Kutipan Bacaan =>
=-=-=-=-=
Tanggul Ditolak, Pesisir Palu untuk Kawasan Konservasi
Sejumlah elemen masyarakat di Kota Palu, Sulawesi Tengah, tetap menolak rencana pembangunan tanggul di pesisir Teluk Palu sepanjang 7 kilometer. Wilayah itu harus dijadikan kawasan konservasi vegetatif dengan penanaman mangrove atau bakau.
Oleh
Videlis Jemali
·3 menit baca
PALU, KOMPAS — Sejumlah elemen masyarakat di Kota Palu, Sulawesi Tengah, tetap menolak rencana pembangunan tanggul di pesisir Teluk Palu sepanjang 7 kilometer. Wilayah itu harus dijadikan kawasan konservasi vegetatif dengan penanaman mangrove atau bakau.
Pandangan itu salah satunya dikemukakan Sekretaris Jenderal Pasigala Centre Andika di Palu, Sulteng, Jumat (29/3/2019). Pasigala Centre adalah konsorsium lembaga swadaya masyarakat untuk pengawasan penanganan pascabencana Sulteng.
Andika menilai, kawasan sempadan pantai, termasuk di Teluk Palu hingga Kabupaten Donggala, seharusnya dijadikan kawasan konservasi mangrove. ”Tsunami lalu seharusnya jadi pelajaran agar kawasan sempadan dikembalikan fungsinya untuk konservasi. Itu kawasan yang tak boleh direkayasa demi kepentingan apa pun,” katanya.
=-=-=-=-=
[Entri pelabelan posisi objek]
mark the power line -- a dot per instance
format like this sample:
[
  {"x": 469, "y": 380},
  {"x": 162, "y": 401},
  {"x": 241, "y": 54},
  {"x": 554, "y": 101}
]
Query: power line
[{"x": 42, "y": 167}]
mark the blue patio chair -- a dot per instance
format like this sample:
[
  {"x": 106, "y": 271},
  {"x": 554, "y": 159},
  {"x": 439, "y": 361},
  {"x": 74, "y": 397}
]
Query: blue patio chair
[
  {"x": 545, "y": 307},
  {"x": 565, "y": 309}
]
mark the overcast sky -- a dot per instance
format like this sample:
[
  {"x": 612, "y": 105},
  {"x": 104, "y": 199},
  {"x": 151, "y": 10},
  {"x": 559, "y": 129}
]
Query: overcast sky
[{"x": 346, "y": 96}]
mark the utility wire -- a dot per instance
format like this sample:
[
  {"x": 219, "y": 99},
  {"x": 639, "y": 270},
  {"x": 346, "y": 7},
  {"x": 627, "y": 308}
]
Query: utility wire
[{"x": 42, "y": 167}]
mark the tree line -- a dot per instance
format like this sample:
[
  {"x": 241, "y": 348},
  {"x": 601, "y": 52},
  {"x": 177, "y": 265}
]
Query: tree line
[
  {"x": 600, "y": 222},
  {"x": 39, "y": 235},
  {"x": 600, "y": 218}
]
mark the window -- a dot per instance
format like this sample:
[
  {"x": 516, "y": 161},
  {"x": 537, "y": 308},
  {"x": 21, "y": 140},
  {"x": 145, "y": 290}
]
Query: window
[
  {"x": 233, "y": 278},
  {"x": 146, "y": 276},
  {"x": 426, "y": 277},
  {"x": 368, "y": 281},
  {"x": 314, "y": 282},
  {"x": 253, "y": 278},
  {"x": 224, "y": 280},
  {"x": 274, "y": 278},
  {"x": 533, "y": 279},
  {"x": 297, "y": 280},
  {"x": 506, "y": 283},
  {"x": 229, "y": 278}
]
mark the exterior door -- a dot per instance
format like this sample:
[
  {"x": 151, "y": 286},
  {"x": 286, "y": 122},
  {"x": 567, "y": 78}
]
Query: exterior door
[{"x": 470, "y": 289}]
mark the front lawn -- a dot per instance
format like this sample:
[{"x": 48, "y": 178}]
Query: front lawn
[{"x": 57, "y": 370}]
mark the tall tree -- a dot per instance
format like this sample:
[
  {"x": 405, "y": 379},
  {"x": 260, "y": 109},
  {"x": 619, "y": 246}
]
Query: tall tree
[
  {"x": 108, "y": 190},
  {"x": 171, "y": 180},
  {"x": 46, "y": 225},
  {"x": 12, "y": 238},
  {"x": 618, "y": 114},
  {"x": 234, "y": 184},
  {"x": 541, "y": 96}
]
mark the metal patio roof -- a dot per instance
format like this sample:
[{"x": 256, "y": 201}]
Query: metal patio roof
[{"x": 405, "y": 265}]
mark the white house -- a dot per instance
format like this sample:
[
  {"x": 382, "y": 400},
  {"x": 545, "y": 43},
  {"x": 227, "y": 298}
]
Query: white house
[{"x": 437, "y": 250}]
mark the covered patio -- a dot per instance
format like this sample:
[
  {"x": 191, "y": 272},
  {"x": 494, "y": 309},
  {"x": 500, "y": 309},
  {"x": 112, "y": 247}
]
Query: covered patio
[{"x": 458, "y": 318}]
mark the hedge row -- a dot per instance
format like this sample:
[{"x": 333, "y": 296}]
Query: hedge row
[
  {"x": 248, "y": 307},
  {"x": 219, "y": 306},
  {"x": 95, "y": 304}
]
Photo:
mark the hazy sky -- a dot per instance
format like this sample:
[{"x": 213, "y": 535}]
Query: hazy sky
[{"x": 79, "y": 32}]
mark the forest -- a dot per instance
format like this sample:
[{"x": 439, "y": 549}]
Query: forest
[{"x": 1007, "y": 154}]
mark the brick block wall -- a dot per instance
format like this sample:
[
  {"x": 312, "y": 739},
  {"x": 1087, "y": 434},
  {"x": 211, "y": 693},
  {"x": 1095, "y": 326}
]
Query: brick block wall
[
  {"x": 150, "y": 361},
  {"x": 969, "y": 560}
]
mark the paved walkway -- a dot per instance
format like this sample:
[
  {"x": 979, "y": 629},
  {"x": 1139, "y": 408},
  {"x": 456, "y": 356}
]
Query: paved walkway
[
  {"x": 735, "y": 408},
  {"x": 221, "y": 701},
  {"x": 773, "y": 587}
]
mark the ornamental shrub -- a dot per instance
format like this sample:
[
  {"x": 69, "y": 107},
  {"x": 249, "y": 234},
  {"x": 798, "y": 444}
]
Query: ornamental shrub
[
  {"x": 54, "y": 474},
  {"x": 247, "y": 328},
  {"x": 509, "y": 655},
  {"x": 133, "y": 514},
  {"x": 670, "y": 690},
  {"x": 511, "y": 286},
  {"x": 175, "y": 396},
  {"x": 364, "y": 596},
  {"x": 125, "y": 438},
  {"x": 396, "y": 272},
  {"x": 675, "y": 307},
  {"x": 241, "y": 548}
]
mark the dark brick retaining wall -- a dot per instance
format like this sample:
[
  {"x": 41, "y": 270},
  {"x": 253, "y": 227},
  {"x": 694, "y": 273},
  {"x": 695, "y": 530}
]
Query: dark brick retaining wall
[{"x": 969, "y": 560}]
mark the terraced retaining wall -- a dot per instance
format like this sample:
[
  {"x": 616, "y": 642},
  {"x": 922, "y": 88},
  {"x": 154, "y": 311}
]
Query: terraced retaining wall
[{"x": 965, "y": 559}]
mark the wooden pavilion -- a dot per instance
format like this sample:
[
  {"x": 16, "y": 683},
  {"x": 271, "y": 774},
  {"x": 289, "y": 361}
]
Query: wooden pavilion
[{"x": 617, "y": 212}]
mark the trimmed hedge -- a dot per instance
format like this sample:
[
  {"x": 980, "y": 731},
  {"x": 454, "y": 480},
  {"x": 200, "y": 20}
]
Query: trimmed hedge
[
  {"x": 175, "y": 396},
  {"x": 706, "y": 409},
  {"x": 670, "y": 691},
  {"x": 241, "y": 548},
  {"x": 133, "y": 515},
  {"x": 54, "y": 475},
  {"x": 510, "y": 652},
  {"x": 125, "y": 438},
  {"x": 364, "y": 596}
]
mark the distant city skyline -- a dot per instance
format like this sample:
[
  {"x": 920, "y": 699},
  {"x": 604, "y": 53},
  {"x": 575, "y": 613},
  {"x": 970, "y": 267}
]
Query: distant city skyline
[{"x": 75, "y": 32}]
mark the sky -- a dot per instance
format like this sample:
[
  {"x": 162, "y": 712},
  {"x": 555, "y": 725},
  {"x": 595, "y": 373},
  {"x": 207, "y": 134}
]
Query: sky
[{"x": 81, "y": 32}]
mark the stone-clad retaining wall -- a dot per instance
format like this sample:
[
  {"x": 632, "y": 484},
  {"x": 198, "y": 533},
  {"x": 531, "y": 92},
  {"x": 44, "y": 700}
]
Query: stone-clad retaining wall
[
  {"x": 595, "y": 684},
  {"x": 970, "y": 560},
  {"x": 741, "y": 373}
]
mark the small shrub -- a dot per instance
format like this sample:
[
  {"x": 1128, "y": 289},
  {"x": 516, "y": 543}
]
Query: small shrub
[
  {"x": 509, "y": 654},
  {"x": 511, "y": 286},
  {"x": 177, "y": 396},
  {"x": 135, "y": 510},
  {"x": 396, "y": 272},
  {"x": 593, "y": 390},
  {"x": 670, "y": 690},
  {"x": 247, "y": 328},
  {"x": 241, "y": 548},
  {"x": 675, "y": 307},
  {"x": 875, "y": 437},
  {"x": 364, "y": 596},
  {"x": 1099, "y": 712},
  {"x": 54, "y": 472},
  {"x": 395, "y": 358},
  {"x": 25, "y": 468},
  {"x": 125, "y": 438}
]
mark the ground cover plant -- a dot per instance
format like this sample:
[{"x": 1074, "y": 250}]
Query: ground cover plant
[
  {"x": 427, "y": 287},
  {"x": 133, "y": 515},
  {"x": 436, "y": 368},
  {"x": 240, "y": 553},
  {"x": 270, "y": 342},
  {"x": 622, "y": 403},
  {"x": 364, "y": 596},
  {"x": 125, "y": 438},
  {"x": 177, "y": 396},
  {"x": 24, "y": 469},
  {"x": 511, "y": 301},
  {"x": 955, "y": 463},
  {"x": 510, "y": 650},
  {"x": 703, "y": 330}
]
=-=-=-=-=
Lanjutkan berita tentang penolakan tanggul di pesisir Teluk Palu, dimulai setelah kalimat terakhir yang tercantum. Data di atas sama sekali tidak digunakan di sini.

Andika mengatakan, lebar sempadan pantai yang harus dijadikan kawasan konservasi, berdasarkan jangkauan tsunami pada 28 September 2018, mulai dari 50 meter hingga 200 meter. Pemerintah memang menetapkan zona itu sebagai daerah terlarang untuk pembangunan hunian ataupun komersial.
Andika menegaskan, dengan dijadikan kawasan konservasi mangrove, wilayah pesisir memainkan banyak fungsi, antara lain pelindung dari abrasi dan tsunami, ekowisata, dan rumah bagi biota laut. ”Fungsi mitigasinya lebih lengkap dibandingkan dengan tanggul yang di banyak tempat hancur juga ketika terjadi tsunami atau abrasi,” ujarnya.
Seperti diberitakan sebelumnya, pembangunan tanggul Teluk Palu dipertimbangkan dalam Rencana Induk Pemulihan dan Pembangunan Kembali Wilayah Pascabencana Sulteng. Rencana itu disusun Kementerian Perencanaan Pembangunan Nasional/Badan Perencanaan Pembangunan Nasional.
Dalam dokumen rencana induk yang telah ditandatangani Wakil Presiden Jusuf Kalla itu disebutkan, rekonstruksi infrastruktur di Sulteng untuk mengurangi risiko bencana mengusung konsep build back better pada ancaman tsunami. Langkah yang dipertimbangkan ialah membangun tanggul laut. Dalam keterangan gambar disebutkan, tanggul laut itu mengacu usulan tim Badan Kerja Sama Internasional Jepang (JICA) (Kompas, 29/3/2019).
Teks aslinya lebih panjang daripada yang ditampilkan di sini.